▶ [Exercise] Which academic disciplines does the passage below on contract killing in Paraguay say are needed to approach the phenomenon?

══ Provided passage ══

The sicariato appears to resolve a betrayal, a deception, disputes, or to keep the mafia aligned (think of the self-styled “border vigilantes”). It comes as punishment, threats and also to punish mistakes or non-compliance (not always the result of betrayal or deceit in a world with low or zero tolerance for mistakes).
Hitmen can also act in different ways, simulating a robbery, pretending that there was no specific victim (shooting everyone) or sending direct and very clear messages. “Questions” as to the reason for it, and for which the number of shots, beheadings, dismemberments and mutilations, torture, etc., or narco-messages -written- play a role; in short, a whole “semiotics of violence”.
What generally indicates an act of hired assassination? The way in which it is committed, sometimes with drama or spectacularity, the vehicles used -motorcycles, for example-, the type of weapons, or where the shots are fired -head, eyes, chest, neck, back-, the region where it occurs, certain characteristics of the victims, among others. None of these characteristics alone define it, but rather the sum of most of them, almost never all of them.
There are other problems to solve, in addition to the conceptual aspects, such as the lack of legal definition and the absence of official statistics; one goes hand in hand with the other.
In Paraguay, sicariato is not an autonomous criminal offense, that is, it is not a crime under the law. Article 105 of the criminal code, which punishes intentional homicide, establishes as an aggravating circumstance “for profit” (numeral 5), but this is not even close to an adequate definition of contract killing, since it does not include an element such as “soliciting”, leaving aside the contracting party, the principal, the intermediary, figures that are generally necessary in this type of murders. Without falling into a legal or normative fetishism, the appropriate classification of this conduct is absolutely necessary to begin with.
The absence of official statistics stems from the above and is the main problem. The cases of sicariato are lost in the official statistics, intermingled with the common homicides and violent deaths in the country, making it impossible to distinguish them and, therefore, to characterize them. There can be no public policy, and even less so in the area of security, without certain, credible and reliable data.
The hitmen in Paraguay are of no interest neither to the State (police agencies, Public Prosecutor’s Office, Judiciary) nor to the academia, nor to the NGOs (with the exception mentioned above of the murders in the area of the fight for land) or to the elites. Consider the business associations, silent on this issue (who should be concerned about something as basic as the danger that the installation of hitmen in the country represents for their own security). Thus, we have no monitoring of the phenomenon, much less studies. The seriousness and importance of the phenomenon require an approach from criminology, sociology, anthropology, ethnography, in order to try to at least get closer to its understanding and at some point, to tackle it with the required seriousness.
The sicariato is, more than a disease, the symptom of a multi-organ failure: the existence of macro-criminal networks involving the State/companies/criminal gangs, narco-violence, challenge (or replacement) to the monopoly of the use of state force, capitulation of the security forces and the justice system. The existing generalized lack of understanding will only make this practice worse, with its terrible consequences for democracy, the rule of law, the economy and human rights.
*Lawyer, university professor and independent researcher, author of the book of short stories “Los sicarios“.

═══
══ Record set ══

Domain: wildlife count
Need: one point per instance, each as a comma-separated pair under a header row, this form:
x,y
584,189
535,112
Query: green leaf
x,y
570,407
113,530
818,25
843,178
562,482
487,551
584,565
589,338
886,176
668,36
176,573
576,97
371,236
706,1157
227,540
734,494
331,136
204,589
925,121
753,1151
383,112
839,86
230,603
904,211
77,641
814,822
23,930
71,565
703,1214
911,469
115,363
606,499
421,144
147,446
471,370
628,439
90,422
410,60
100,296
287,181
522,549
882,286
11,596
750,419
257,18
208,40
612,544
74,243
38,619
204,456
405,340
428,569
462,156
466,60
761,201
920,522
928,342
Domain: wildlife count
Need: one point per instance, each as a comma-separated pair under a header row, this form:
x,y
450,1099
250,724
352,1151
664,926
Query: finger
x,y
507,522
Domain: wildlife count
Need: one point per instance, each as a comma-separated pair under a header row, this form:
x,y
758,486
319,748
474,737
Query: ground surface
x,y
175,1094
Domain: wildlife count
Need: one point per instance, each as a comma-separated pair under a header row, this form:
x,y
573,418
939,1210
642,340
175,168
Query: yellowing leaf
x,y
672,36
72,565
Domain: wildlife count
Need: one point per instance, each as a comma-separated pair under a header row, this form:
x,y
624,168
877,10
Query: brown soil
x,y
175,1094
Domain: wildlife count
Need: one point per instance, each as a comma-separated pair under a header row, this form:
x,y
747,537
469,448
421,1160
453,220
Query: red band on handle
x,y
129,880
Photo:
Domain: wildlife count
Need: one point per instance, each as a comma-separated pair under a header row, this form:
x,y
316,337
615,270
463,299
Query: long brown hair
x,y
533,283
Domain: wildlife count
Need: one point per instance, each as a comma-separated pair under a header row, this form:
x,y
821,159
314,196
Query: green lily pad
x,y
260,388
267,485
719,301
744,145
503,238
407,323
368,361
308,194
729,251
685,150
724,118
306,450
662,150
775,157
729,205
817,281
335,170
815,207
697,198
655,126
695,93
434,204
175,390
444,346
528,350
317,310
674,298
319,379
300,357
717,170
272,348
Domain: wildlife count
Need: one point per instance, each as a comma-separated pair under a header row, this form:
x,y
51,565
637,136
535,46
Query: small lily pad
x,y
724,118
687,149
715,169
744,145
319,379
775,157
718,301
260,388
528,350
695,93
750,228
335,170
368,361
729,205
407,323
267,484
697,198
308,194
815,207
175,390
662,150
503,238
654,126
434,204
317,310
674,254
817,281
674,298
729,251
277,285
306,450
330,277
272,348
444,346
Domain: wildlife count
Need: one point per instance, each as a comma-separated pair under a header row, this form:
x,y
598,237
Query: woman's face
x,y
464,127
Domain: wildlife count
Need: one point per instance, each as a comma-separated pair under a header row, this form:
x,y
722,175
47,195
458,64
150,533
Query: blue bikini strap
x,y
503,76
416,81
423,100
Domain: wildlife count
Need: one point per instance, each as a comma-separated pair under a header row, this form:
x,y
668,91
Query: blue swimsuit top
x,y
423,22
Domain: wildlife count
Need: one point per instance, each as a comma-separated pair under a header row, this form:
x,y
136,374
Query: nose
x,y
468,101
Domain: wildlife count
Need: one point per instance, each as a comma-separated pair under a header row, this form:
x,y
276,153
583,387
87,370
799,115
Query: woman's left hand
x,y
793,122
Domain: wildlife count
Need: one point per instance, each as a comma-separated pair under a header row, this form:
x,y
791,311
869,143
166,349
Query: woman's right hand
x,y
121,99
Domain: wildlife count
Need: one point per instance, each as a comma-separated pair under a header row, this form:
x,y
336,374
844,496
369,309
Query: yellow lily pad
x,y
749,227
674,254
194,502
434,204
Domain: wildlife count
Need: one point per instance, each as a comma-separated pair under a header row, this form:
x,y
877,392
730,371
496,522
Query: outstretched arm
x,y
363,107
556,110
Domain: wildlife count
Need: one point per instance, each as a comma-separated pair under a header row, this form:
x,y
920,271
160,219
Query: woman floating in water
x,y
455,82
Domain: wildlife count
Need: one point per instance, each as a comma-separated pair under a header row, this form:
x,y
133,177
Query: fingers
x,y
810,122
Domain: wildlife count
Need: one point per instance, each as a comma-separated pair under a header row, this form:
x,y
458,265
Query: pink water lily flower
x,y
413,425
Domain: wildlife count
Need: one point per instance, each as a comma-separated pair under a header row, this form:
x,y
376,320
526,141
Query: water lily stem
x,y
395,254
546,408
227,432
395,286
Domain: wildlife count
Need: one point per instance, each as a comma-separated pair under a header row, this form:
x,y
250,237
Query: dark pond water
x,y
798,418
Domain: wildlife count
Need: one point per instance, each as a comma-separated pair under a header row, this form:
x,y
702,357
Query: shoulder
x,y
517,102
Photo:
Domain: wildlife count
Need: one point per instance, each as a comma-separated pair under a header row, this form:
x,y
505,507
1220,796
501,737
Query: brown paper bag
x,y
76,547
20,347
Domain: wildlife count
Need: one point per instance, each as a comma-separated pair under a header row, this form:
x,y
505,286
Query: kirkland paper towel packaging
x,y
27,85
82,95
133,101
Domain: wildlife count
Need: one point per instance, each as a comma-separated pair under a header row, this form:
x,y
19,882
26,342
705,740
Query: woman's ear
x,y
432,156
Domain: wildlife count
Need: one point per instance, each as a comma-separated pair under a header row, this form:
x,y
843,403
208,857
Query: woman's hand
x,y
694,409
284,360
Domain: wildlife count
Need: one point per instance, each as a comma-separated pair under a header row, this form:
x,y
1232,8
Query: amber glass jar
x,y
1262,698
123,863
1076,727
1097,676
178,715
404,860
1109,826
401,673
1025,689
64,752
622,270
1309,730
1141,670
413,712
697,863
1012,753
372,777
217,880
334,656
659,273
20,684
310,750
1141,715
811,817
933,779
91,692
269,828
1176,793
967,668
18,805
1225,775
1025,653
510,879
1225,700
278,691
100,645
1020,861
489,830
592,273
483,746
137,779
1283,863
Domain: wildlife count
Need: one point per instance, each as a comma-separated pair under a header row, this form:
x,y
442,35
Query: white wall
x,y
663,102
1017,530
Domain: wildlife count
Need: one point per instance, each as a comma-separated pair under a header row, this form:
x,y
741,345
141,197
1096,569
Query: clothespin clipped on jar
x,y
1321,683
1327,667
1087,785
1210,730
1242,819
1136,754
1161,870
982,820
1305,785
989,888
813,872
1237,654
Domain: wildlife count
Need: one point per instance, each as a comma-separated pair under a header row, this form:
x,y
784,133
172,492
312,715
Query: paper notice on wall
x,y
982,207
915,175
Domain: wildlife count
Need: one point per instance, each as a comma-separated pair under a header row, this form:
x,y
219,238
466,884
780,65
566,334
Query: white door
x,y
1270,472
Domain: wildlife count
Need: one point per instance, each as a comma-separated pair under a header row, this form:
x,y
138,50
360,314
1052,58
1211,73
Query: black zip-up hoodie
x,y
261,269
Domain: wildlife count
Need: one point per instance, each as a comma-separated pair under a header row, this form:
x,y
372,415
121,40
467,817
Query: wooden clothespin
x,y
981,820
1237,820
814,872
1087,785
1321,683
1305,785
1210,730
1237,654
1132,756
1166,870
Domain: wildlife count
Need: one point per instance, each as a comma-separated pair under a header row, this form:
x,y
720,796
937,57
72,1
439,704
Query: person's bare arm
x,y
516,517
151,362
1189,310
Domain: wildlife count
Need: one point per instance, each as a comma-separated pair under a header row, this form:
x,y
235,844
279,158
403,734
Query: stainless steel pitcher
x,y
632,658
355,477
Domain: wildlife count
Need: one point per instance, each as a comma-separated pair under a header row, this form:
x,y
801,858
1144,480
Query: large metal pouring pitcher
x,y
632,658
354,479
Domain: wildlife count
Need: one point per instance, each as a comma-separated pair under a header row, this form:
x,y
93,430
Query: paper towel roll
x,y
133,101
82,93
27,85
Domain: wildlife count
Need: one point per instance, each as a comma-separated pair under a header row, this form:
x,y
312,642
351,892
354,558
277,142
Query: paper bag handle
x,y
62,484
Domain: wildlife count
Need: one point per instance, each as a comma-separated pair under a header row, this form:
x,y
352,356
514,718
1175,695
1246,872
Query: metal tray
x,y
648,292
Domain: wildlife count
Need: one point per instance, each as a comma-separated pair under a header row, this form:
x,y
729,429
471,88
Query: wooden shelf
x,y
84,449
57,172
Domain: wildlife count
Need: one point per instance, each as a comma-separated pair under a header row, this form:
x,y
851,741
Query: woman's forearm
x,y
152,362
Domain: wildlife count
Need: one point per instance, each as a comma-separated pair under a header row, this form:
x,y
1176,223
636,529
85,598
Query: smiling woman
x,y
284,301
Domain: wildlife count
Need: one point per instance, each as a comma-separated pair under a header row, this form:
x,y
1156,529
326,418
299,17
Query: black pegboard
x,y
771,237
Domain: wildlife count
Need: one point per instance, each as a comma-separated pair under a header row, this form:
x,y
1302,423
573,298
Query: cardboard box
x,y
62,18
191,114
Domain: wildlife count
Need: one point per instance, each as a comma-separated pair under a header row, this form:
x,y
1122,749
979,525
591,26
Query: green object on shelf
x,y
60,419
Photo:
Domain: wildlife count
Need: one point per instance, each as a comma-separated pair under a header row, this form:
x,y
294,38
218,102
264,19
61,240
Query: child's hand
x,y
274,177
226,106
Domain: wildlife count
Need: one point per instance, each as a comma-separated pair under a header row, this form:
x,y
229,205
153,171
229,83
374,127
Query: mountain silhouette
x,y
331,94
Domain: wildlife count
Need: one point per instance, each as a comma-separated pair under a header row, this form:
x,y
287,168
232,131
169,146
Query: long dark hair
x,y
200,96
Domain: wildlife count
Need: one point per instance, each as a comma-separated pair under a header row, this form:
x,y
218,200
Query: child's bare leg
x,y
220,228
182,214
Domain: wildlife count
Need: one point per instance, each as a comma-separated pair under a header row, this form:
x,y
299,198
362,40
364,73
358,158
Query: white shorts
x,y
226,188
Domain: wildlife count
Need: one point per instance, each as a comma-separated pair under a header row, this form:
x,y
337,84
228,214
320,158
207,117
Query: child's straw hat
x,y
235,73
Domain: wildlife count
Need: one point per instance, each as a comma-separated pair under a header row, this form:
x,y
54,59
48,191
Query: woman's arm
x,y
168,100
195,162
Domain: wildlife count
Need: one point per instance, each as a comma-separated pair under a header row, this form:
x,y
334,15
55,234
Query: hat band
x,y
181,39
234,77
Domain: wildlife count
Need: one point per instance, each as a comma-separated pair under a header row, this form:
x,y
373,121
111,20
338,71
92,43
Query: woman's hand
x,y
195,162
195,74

═══

▶ [Answer space] Criminology, sociology, anthropology, ethnography